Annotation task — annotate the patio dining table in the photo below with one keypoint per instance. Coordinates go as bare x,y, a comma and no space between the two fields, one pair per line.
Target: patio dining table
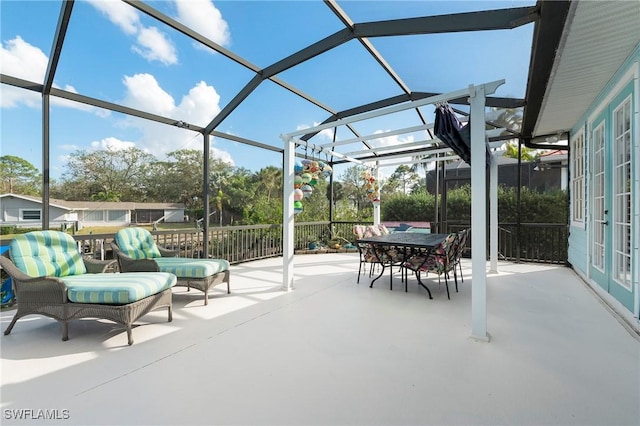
398,247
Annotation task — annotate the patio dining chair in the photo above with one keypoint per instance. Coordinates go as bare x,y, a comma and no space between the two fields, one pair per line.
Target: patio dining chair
462,242
136,251
439,261
368,254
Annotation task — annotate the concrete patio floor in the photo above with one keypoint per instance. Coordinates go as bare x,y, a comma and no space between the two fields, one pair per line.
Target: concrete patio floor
334,352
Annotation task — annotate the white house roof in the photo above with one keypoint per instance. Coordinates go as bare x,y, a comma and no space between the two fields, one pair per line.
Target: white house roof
598,37
100,205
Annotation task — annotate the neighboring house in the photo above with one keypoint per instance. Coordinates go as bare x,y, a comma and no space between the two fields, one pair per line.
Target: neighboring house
26,211
547,173
593,94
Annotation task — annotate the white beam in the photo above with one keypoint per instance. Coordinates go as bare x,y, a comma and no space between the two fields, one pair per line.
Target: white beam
488,88
378,135
376,206
378,149
288,227
429,160
478,217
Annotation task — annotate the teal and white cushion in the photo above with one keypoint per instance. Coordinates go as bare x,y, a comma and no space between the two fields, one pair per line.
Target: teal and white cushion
191,268
137,243
116,289
47,253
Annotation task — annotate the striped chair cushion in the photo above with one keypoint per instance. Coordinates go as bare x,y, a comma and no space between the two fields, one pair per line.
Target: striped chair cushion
116,289
46,253
191,268
137,243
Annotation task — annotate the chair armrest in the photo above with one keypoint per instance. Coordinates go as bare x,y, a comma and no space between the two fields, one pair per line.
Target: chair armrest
34,289
96,266
127,264
168,253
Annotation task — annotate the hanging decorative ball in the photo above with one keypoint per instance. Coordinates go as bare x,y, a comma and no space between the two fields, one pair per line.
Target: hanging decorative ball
306,190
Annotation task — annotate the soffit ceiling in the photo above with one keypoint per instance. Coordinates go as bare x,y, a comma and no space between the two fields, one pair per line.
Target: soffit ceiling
598,37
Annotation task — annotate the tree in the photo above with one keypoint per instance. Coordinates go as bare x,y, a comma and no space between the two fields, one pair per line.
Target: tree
353,190
120,173
219,176
403,178
18,176
269,180
528,154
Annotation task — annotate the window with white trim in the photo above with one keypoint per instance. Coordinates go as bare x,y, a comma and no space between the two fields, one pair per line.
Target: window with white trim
31,214
622,201
577,180
117,216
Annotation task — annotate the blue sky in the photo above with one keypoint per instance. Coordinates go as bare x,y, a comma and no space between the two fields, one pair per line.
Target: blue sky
115,53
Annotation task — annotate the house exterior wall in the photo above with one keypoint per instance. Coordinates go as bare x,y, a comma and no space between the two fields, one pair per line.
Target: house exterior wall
105,217
12,211
174,216
599,204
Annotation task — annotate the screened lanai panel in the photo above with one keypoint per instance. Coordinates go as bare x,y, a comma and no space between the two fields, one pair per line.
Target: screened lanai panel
264,32
384,10
145,64
19,133
447,62
344,77
267,112
27,30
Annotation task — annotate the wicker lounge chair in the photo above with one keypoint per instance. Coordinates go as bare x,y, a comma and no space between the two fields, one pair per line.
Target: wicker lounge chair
135,250
51,278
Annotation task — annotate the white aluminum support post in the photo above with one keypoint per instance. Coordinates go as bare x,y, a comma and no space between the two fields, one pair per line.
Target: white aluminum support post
376,206
478,216
493,214
635,222
288,227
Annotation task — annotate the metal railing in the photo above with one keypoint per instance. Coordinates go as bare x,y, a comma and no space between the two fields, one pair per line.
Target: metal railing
529,242
538,242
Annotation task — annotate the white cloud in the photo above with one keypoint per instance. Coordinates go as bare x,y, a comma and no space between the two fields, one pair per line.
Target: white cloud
198,106
203,17
112,144
152,44
120,13
144,93
155,46
23,60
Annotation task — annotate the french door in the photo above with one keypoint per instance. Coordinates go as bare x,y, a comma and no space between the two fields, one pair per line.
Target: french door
611,199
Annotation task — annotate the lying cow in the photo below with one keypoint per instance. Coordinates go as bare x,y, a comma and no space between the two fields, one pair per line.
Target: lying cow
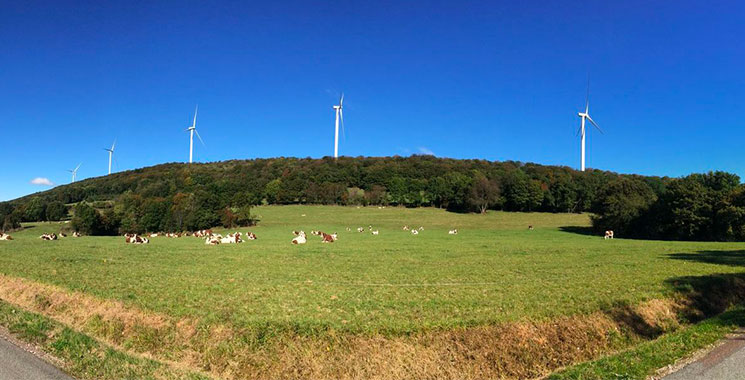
299,238
135,239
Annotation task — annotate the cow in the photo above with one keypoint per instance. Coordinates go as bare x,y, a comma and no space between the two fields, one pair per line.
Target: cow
135,239
300,238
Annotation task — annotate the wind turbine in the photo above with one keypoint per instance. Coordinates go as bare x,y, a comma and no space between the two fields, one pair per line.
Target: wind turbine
586,116
193,129
339,116
75,172
111,153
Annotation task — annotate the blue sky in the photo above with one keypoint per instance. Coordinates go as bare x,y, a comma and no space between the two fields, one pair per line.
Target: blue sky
492,79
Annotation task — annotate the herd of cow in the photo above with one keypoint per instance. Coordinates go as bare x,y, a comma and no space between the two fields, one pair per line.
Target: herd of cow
211,238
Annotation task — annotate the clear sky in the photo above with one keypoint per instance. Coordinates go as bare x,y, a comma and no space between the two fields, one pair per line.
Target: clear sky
498,80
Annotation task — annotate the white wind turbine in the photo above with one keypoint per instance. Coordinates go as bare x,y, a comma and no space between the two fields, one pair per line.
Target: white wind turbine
111,153
586,116
75,171
193,129
339,117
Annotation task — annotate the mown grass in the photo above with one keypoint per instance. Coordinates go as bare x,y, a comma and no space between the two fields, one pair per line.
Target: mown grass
645,359
84,357
495,270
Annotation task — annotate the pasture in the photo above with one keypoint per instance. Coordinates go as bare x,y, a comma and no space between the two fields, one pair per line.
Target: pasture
494,271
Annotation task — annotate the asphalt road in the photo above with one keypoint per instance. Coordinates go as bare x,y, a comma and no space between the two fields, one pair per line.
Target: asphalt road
726,362
19,364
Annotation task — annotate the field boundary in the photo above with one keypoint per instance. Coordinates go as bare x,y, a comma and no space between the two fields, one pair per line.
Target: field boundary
523,349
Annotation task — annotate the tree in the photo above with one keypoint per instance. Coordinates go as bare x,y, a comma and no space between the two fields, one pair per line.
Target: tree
623,203
484,193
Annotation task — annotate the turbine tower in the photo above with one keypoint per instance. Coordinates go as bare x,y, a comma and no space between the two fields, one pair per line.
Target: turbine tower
339,117
582,131
111,153
75,172
193,129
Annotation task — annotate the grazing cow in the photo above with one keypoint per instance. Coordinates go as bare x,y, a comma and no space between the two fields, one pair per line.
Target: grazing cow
300,238
234,238
326,238
135,239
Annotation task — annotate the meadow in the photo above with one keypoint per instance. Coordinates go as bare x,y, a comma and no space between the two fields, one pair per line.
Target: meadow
395,285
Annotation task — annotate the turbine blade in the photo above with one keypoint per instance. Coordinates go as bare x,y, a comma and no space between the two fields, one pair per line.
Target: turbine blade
341,116
199,137
595,124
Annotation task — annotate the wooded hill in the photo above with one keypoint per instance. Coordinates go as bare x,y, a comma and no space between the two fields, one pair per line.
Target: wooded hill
176,196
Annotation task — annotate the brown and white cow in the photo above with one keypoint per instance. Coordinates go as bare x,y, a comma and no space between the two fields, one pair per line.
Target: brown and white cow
135,239
300,238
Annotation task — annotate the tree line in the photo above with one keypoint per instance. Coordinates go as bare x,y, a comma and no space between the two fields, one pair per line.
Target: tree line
178,197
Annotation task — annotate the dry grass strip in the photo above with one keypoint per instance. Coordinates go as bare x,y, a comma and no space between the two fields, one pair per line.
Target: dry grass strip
510,350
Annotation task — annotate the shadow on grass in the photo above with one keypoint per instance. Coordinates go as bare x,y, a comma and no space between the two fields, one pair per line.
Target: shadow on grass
731,258
696,298
578,230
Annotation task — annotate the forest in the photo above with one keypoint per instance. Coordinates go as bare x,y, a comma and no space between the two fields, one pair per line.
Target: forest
179,197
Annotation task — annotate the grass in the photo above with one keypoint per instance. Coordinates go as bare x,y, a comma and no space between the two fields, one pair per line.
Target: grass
394,285
644,360
87,358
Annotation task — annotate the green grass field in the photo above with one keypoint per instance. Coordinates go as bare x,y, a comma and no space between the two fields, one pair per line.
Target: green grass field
495,270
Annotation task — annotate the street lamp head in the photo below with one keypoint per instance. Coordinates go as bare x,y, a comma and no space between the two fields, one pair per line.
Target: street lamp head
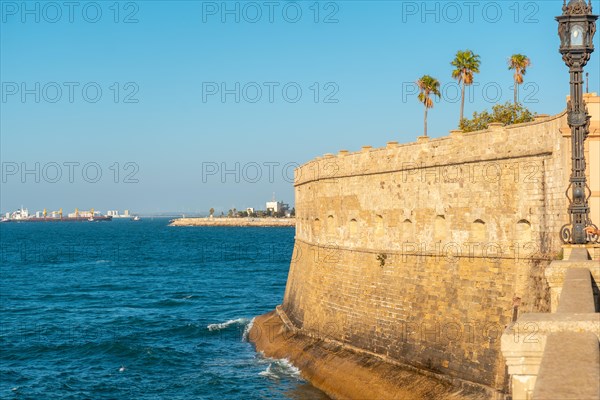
576,29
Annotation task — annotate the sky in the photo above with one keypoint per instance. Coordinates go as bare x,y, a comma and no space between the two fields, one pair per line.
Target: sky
180,106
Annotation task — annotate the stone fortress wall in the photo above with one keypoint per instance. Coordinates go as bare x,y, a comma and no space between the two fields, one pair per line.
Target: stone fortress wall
419,253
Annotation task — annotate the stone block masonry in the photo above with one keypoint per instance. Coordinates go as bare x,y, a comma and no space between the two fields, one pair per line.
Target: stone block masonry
423,253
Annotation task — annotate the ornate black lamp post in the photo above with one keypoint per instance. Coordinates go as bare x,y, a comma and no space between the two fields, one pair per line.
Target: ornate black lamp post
576,28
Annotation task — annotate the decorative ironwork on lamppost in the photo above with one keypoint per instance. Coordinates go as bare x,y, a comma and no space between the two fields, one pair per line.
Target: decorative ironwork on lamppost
576,28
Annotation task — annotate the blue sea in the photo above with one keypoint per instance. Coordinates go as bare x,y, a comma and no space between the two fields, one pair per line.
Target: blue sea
140,310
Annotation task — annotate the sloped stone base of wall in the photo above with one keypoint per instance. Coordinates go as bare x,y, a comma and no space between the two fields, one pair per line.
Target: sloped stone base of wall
343,372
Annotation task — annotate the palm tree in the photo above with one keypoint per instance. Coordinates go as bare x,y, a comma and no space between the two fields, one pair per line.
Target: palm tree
427,86
518,62
466,64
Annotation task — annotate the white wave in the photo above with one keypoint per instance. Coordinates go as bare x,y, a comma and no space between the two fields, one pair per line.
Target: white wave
247,330
223,325
281,368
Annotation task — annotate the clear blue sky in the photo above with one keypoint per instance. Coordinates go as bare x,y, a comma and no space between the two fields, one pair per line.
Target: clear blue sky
364,56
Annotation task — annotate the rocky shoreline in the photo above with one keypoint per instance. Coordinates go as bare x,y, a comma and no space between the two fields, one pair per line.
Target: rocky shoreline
238,222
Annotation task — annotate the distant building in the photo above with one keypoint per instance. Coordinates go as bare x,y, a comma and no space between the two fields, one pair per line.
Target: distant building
277,207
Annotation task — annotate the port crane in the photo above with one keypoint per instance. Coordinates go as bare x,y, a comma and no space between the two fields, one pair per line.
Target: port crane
59,212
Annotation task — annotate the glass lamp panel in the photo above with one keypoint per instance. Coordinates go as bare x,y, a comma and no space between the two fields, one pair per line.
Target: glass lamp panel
577,35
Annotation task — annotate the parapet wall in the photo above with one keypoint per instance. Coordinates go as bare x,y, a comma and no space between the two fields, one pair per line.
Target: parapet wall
420,252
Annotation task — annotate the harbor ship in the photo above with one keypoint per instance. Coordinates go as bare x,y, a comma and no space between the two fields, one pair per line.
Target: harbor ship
22,215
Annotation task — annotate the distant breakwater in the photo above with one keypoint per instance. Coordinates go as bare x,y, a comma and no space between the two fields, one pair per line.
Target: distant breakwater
264,222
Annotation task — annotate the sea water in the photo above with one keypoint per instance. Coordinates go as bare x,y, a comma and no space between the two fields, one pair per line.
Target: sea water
140,310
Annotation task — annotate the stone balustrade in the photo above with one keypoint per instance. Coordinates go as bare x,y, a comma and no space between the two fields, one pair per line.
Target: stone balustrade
557,355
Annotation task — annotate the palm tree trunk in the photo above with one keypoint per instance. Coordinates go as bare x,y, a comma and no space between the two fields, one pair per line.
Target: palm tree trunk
425,123
462,104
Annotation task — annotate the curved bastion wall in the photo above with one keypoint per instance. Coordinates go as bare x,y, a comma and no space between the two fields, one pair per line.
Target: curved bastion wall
421,252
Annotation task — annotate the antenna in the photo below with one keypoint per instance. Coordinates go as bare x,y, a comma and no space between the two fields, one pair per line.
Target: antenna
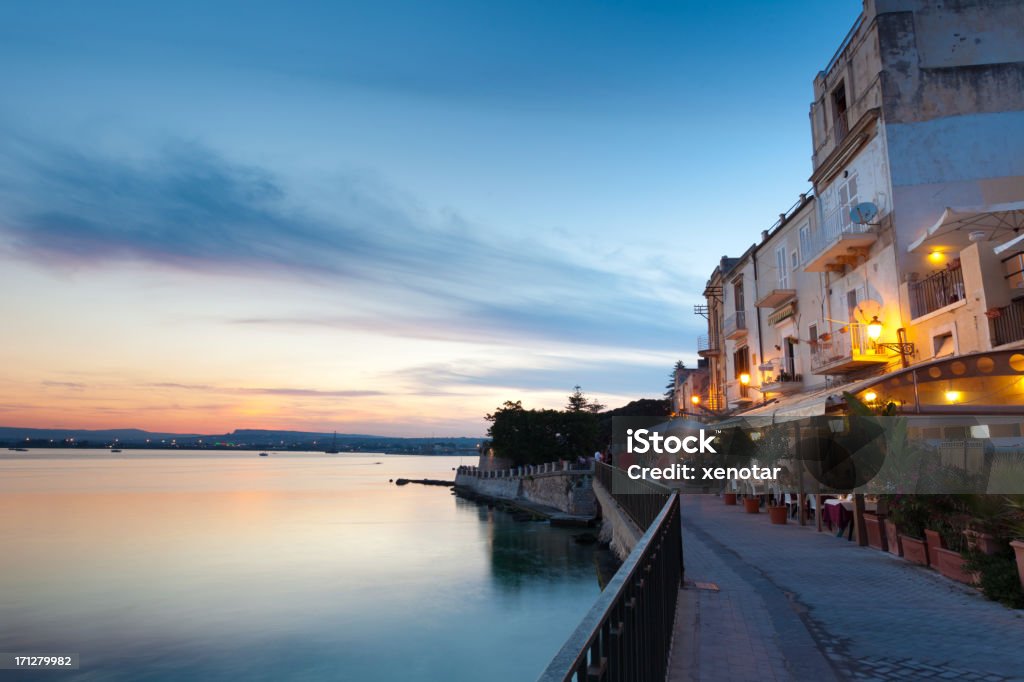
862,214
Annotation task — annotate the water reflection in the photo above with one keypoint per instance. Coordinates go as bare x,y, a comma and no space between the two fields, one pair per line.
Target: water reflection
305,567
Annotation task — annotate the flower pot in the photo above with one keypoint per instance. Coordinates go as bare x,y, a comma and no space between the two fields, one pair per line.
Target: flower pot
876,531
950,564
1018,546
983,542
892,539
914,550
934,541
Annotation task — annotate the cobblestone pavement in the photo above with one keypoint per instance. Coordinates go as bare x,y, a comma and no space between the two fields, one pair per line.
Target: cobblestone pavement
796,604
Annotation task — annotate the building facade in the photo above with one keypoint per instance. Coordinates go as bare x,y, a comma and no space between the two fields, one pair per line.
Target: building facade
908,253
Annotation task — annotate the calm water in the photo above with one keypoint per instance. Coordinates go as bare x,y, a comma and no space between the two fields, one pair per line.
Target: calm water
302,566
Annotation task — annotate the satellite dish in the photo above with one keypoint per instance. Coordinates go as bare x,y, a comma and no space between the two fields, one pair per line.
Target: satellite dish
862,214
866,309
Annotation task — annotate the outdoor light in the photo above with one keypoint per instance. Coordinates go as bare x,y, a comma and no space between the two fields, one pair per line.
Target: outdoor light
875,329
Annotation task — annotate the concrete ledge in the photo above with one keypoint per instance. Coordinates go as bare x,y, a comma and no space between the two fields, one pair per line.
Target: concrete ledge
**********
- REQUIREMENT
Reproduce only the lines of the listing from the one containing "Annotation task — annotate the flower" through the end of the listing, both included, swapping "flower pot" for "planter" and changing nothing else.

- OUTPUT FOR THIS EXERCISE
Annotation task — annotate the planter in the photo above with one keypoint per instance. Coordinates go as bare x,y, a comma and no space between the two fields, one pair per line.
Target: planter
876,531
950,564
1018,546
983,542
892,539
914,550
934,541
Annotation task — annotate the cobblestone pavement in the photo above with one keypoint per instance. Coordinates go as bare x,y, a comma and no space between the two fields, one pair per line.
Target: cobblestone pavement
796,604
Annotation task — annotate the building facade in the photo above with one keypoint per instance. Coordinates go as bare x,y, a comma and no space between the two fields, one pair per line.
Target: building facade
908,253
Annotation task — annotate the calm water in the photo above with one keypoint per instance. Coordinates go as bare x,y, a comma and no space between the two fields, one pair per line.
Target: calm water
302,566
Annotation task — annotate the satellite dish in the photo above with one keypoint per instance. Coordinates go as bare x,y, a comma and no space between the two fields, one pair per line.
Target: satellite dish
862,214
866,309
Annotation task — annotate the outdoor light in the photo above with one keypoint per instance. Coordinates go as bare x,y, a comma and no space between the two fields, one pair per line.
Target: outdoor light
875,329
Annotation task — annotate the concrete ledge in the photo above with one keypoint per instance. Coordinates go as bare x,y, a comma and no space between the two fields, one pair per line.
Target: concrete ledge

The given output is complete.